**Your objective**
Pick out every line of the material below that contains the word "soccer", and copy each one. Treat case as significant.

**Data to process**
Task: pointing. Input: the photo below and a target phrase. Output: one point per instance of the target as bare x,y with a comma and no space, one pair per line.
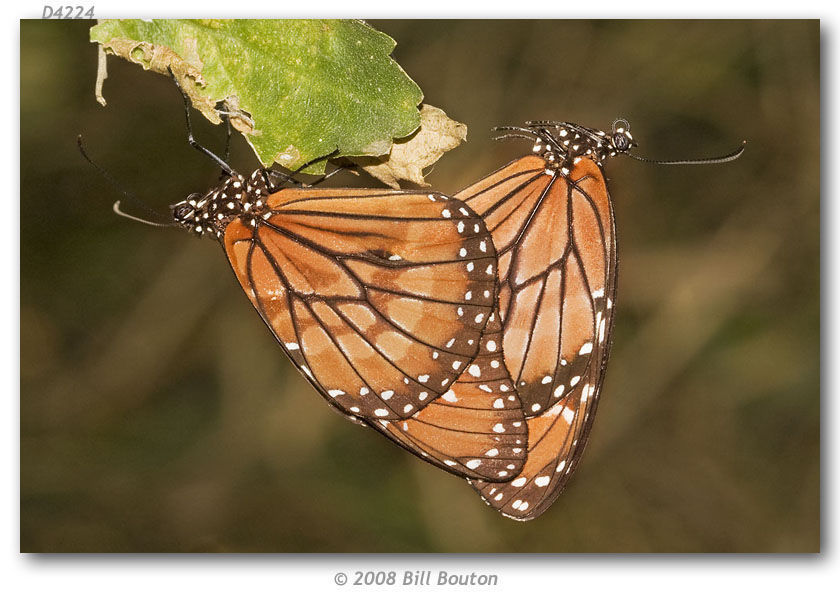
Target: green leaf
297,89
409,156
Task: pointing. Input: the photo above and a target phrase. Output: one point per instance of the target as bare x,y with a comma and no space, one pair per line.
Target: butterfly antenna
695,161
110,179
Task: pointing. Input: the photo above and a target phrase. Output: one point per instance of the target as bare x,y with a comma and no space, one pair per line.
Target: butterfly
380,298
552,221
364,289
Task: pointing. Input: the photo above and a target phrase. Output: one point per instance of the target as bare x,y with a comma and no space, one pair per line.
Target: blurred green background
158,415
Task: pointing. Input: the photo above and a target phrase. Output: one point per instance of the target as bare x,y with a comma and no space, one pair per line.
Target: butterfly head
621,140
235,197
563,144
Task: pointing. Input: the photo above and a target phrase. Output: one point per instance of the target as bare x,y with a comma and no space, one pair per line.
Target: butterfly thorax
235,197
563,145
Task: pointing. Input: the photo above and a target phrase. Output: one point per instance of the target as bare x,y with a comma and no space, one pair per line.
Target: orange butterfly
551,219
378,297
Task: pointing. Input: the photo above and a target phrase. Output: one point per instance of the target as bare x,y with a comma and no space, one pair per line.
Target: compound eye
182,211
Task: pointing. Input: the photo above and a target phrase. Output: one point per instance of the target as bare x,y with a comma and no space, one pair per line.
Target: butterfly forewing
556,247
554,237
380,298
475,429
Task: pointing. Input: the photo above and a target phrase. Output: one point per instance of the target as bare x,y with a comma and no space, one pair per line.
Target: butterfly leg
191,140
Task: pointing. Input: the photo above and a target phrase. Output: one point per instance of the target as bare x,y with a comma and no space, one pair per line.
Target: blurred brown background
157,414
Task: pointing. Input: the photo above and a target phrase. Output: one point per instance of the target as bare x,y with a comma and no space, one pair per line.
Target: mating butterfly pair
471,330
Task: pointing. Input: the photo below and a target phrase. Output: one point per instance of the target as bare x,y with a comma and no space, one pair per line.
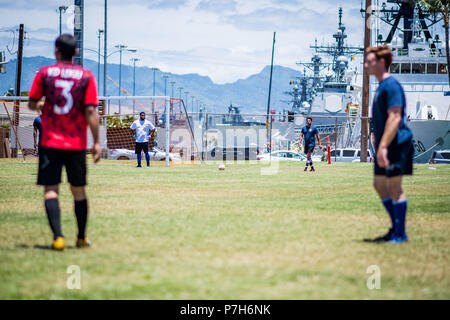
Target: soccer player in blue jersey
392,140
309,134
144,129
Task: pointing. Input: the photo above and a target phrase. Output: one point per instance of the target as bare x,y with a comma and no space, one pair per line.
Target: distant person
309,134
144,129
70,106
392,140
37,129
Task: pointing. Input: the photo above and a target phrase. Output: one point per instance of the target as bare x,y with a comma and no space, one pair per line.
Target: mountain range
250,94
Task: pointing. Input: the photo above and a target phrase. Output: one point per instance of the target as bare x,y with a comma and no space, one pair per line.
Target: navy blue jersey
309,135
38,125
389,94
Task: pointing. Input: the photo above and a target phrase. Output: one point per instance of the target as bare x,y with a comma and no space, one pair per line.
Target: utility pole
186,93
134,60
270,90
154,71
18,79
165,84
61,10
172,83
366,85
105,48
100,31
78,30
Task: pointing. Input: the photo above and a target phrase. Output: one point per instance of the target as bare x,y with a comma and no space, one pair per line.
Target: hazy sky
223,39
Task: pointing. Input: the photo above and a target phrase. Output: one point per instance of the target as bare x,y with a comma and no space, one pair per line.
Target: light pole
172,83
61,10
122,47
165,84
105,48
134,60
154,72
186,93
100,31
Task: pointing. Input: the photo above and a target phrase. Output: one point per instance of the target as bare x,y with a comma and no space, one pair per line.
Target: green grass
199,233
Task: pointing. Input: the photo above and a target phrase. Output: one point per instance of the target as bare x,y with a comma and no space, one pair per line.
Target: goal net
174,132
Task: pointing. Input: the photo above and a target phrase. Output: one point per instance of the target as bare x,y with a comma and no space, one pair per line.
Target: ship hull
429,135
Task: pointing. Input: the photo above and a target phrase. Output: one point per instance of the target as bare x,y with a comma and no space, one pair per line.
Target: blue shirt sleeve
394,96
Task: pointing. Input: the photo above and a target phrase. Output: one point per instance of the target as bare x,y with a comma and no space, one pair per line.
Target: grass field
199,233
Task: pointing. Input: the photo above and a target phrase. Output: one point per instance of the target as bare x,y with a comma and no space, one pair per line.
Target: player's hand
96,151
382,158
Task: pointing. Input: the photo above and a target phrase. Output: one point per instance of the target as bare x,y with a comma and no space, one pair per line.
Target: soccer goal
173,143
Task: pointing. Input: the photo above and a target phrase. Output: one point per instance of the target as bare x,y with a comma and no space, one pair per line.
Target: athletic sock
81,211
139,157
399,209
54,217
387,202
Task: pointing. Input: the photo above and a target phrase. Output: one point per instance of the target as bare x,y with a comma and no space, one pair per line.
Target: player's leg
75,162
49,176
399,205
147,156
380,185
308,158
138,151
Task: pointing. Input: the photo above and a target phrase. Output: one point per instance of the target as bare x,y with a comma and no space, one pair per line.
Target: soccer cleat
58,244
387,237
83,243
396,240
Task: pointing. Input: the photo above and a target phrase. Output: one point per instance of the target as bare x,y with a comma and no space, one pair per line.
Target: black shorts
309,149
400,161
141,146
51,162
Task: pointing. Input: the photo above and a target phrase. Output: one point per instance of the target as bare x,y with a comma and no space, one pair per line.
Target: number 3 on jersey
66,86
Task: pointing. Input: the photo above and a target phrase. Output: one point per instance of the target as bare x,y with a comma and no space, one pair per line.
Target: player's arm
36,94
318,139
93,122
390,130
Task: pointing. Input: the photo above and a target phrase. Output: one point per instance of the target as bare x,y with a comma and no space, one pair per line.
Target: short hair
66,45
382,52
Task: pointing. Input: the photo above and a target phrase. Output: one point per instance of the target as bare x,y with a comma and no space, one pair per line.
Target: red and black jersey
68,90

**Answer to the exercise**
Target: soccer player in blue jersey
Target: soccer goal
Target: soccer cleat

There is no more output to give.